▸ WHAT IS REQUIRED:
In the mailing-list message below, which name for the string type does Artyom suggest?
>> Begin TEXT
Boost logo

Boost :

Subject: Re: [boost] [string] proposal
From: Dean Michael Berris (mikhailberis_at_[hidden])
Date: 2011-01-28 03:16:40


On Fri, Jan 28, 2011 at 2:04 AM, David Bergman
<David.Bergman_at_[hidden]> wrote:
> On Jan 27, 2011, at 10:04 AM, Dean Michael Berris wrote:
>
>> On Thu, Jan 27, 2011 at 10:55 PM, Stewart, Robert
>> <Robert.Stewart_at_[hidden]> wrote:
>
> [snip]
>
>>> That's short, but not descriptive.  The "i" prefix is more suggestive of "interface" than "immutable" to me.  Why not just go whole hog and call it "immutable_string" as Artyom suggested?
>>>
>>
>> The only objection really is that it's too long. :D Less characters is better.
>>
>> /me gets a thesaurus and looks up string :D
>
> Ok, but why this focus on immutability? Is that not a quite orthogonal concern to the encoding problematics discussed here (as well...)?
>

Two reasons why focus on immutability.
>> End TEXT
>> Begin DATASET CONTENT
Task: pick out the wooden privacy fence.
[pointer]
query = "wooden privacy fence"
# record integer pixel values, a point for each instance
>> End DATASET CONTENT
▸ ANSWER IN FULL:
immutable_string